··· RECORD EXCERPTS

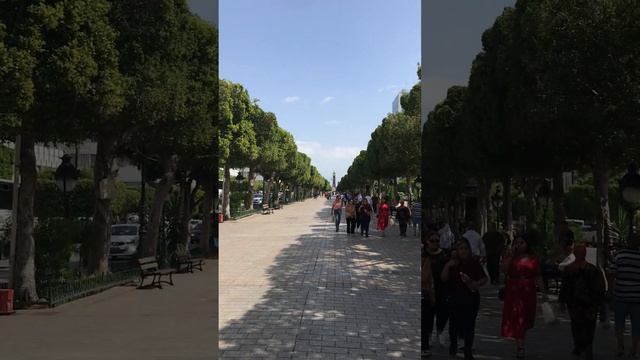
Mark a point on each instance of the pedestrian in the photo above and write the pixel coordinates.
(403, 215)
(365, 217)
(475, 240)
(582, 292)
(447, 237)
(494, 244)
(383, 216)
(416, 216)
(350, 214)
(439, 307)
(428, 299)
(465, 276)
(522, 271)
(625, 270)
(337, 211)
(374, 202)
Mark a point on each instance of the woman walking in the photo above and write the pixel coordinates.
(428, 299)
(365, 217)
(583, 291)
(439, 307)
(337, 211)
(350, 214)
(464, 276)
(523, 277)
(383, 216)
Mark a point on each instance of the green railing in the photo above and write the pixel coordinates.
(239, 214)
(60, 292)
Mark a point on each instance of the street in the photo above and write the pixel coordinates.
(291, 287)
(177, 322)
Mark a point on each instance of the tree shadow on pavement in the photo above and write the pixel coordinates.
(334, 296)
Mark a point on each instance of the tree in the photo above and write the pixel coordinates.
(59, 71)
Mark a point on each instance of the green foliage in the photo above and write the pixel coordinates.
(6, 162)
(55, 239)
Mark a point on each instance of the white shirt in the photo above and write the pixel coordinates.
(475, 240)
(446, 237)
(567, 261)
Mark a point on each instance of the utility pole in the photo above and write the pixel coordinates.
(14, 210)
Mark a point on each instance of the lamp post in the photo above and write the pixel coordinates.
(545, 193)
(630, 192)
(66, 177)
(496, 202)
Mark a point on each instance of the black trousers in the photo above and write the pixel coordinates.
(462, 322)
(364, 225)
(493, 267)
(439, 311)
(583, 327)
(351, 225)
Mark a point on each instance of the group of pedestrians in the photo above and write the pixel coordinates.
(359, 210)
(454, 268)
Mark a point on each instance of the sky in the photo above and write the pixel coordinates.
(328, 69)
(206, 9)
(451, 38)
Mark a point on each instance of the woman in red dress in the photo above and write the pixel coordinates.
(383, 216)
(522, 270)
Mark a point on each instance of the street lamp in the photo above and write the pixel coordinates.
(496, 202)
(630, 192)
(66, 177)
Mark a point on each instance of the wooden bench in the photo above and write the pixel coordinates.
(266, 209)
(183, 258)
(149, 268)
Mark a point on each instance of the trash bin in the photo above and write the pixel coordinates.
(6, 301)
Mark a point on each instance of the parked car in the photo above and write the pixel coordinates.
(124, 241)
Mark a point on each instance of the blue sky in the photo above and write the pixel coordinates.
(328, 69)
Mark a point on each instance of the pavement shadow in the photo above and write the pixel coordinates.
(334, 295)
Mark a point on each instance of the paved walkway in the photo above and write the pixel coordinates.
(177, 322)
(293, 288)
(543, 342)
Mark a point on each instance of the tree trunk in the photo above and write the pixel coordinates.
(557, 194)
(482, 214)
(601, 174)
(529, 188)
(226, 193)
(25, 270)
(185, 213)
(98, 260)
(508, 206)
(150, 245)
(207, 206)
(248, 202)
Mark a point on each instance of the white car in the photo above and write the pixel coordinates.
(124, 241)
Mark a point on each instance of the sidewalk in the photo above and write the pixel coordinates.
(293, 288)
(543, 342)
(177, 322)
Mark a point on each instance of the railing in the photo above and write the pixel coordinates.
(239, 214)
(59, 292)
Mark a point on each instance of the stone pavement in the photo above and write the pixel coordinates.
(293, 288)
(178, 322)
(543, 342)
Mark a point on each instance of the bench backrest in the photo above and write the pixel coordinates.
(148, 263)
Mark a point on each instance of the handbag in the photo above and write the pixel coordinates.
(548, 314)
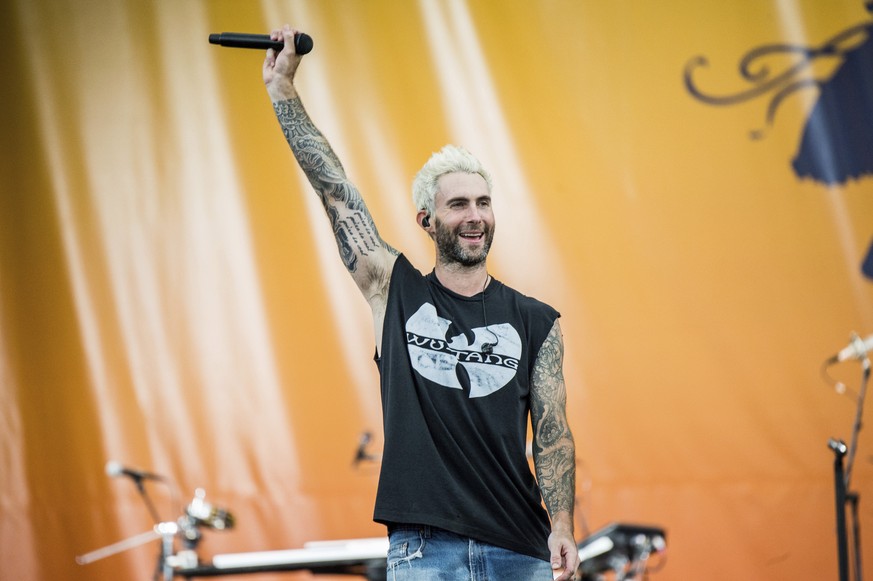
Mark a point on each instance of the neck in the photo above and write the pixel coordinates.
(464, 280)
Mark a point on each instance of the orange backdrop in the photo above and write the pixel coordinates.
(170, 295)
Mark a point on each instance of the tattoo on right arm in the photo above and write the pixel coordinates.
(354, 229)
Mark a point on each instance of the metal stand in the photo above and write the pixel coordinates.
(842, 487)
(198, 513)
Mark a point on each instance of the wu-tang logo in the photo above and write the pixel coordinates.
(837, 142)
(456, 361)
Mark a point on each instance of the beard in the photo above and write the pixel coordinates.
(452, 251)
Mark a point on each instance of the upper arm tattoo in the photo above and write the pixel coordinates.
(553, 446)
(353, 226)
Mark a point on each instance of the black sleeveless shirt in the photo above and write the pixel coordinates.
(455, 417)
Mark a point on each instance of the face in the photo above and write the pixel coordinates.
(463, 219)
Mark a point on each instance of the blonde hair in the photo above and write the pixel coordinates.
(450, 159)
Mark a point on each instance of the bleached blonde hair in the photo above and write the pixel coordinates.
(449, 159)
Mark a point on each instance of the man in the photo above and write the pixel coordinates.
(463, 360)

······

Reproduce, word for word, the lines of the entries above, starting with the line that contains "Mark a point on each instance of the beard" and continuing through the final line of the entries.

[ANSWER TO THE PROBLEM]
Mark a point on each instance of the beard in the photo above and write the pixel coordinates.
(452, 251)
Mark a point on each instance of the upper arm tattoo in the photo above and write the pixel coordinates.
(553, 446)
(353, 226)
Mark a point on each instance of the black sleeveless shirt in the photo above and write the pixel coordinates.
(455, 417)
Mark a point on each instance of the face in the photo above and write the pixel coordinates.
(463, 219)
Mark a point on each instance of the blonde hair in the photo above and write the pixel coordinates.
(450, 159)
Mark a point on each instance of the bleached blonde hair in the photo above and write the pixel coordinates.
(449, 159)
Mark a point on each instance of the man in the photo above and write the pixel coordinates.
(463, 360)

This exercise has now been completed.